- **Prompt A**
Decide whether each statement agrees with the CPDP.ai 2025 page: (i) the event runs from May 21 to May 23, 2025; (ii) stringent EU data export rules are said to strengthen the competitiveness of the Global South; (iii) the DSA places its gender-based violence risk obligation on all online platforms. For each, answer yes or no and quote the deciding words of the page.
- **Prompt B**
Write the next part of the CPDP.ai 2025 page, picking up after its final line.

- **Document excerpt**

----

CPDP.ai 2025: THE WORLD IS WATCHING
Date
Time
Location
Maison de la Poste
Rue Picard 5/7,
1000 Brussels

Time: 8:00 – 16:00 (CET)
Date: May 21–23, 2025
The European Union has produced digital legislation at an astonishing rate, both regulating to control existing technological phenomena – such as AI – and to shape specific social constructs built upon technical phenomena – such as the European Health Data Space. Perhaps more than ever, EU digital frameworks are expected to cast regulatory shadows across the world.
However, while the Brussels effect may have proliferated specific privacy and data protection practices worldwide, it also risks reinforcing existing global power dynamics. Stringent EU data export rules can, for example, hinder the competitiveness of the Global South. Besides, many other actors shape digitalisation in very different ways, especially in times of geopolitical change. In such a context, can we expect the norm-setting, global influence of European legislation in the data protection and privacy fields to be paralleled and even strengthened in related digital legislation areas?
The Brussels effect of AI regulation may be blunted by the complexity and diversity of the governance arrangements that are created through political processes at many levels, from the local to the global. These may cut across the high aims and stringent rules adopted in Brussels, and lead to a false sense of security and lack of public confidence in the safeguarding of information rights and other values in an AI driven world. Challenges for privacy and data protection are complicated further by surveillance and data grabbing practices that constrain policymakers, industry and other digital actors. Consumer expectations and technological innovations also have a role to play. To navigate these complexities, perhaps more than ever, and in more than one way, legislators, governments, regulators, data protection officers, civil society, industry and academia across the globe are watching the digital world, and each other.
Panel: the DSA as a tool in the fight against gender-based violence
Gender-based violence keeps being a major problem online, with serious implications for our rights and freedoms. The Digital Services Act (DSA) was supposed to contribute to progress in this area, notably by obliging providers of very large online platforms and of very large online search engines to consider and act upon the possible systemic risk of negative effects in relation to gender-based violence. How is this working in practice, if it is? This panel will notably be discuss:
- Is the DSA making a difference already?
- What can or must be done to get there?
- Are all forms of gender-based violence being adequately captured?
- Which other approaches and initiatives might be needed?

----

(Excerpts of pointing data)
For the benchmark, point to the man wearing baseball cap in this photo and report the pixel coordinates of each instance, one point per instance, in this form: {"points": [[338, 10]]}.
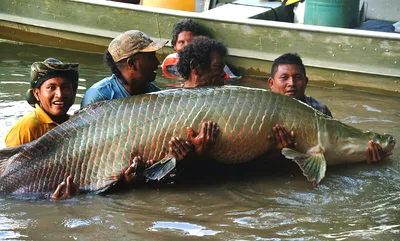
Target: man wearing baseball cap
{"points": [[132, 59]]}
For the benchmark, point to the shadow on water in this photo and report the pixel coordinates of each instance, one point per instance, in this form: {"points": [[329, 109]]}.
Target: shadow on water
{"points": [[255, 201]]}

----

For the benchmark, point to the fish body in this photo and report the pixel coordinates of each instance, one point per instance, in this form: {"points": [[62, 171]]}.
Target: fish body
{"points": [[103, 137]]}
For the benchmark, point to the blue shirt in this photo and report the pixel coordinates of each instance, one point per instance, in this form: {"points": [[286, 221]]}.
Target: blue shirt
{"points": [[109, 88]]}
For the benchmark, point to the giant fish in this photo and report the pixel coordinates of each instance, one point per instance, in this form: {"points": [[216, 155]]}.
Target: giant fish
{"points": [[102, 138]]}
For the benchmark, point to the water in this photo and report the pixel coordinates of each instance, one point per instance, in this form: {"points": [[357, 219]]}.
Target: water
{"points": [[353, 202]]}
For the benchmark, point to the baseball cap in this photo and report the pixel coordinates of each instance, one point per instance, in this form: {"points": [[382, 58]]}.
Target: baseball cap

----

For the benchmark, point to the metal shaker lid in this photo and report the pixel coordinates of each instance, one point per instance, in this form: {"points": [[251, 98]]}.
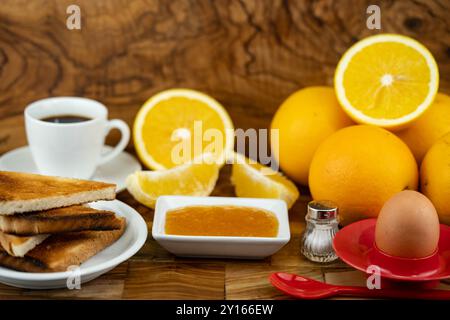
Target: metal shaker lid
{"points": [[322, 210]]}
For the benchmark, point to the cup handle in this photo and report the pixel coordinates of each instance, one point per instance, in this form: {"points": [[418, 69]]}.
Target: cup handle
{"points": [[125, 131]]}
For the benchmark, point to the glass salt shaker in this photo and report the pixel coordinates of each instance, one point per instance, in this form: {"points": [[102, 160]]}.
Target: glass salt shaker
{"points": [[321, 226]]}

----

- **Task output A**
(i) Yes: "Date: May 21–23, 2025"
(ii) No: "Stringent EU data export rules can, for example, hinder the competitiveness of the Global South."
(iii) No: "obliging providers of very large online platforms and of very large online search engines to consider and act upon the possible systemic risk of negative effects in relation to gender-based violence"

- **Task output B**
CDT Europe Speaker: Asha Allen, Director and Secretary General, CDT Europe
Panel: Effective Remedies for AI-Induced Harms: Lessons Learned from GDPR Enforcement by Data Protection Authorities
Description: Data protection authorities have collectively been at the forefront of assessing the impacts of new technologies on fundamental rights, naturally emerging as strong contenders for the role as Market Surveillance Authorities under the AI Act. With the deadline to appoint Market Surveillance Authorities approaching in August 2025, this panel aims to identify lessons learned from data protection authorities’ experience in ensuring effective remedies for data protection harms which could be applied to the AI Act’s market surveillance framework. The panel will identify the different enforcement needs for AI harms as opposed to solely data protection harms, compare and contrast the governing frameworks for data protection and market surveillance authorities and how these regulators have traditionally fulfilled their roles, and discuss how best civil society and fundamental rights authorities may support and collaborate with them.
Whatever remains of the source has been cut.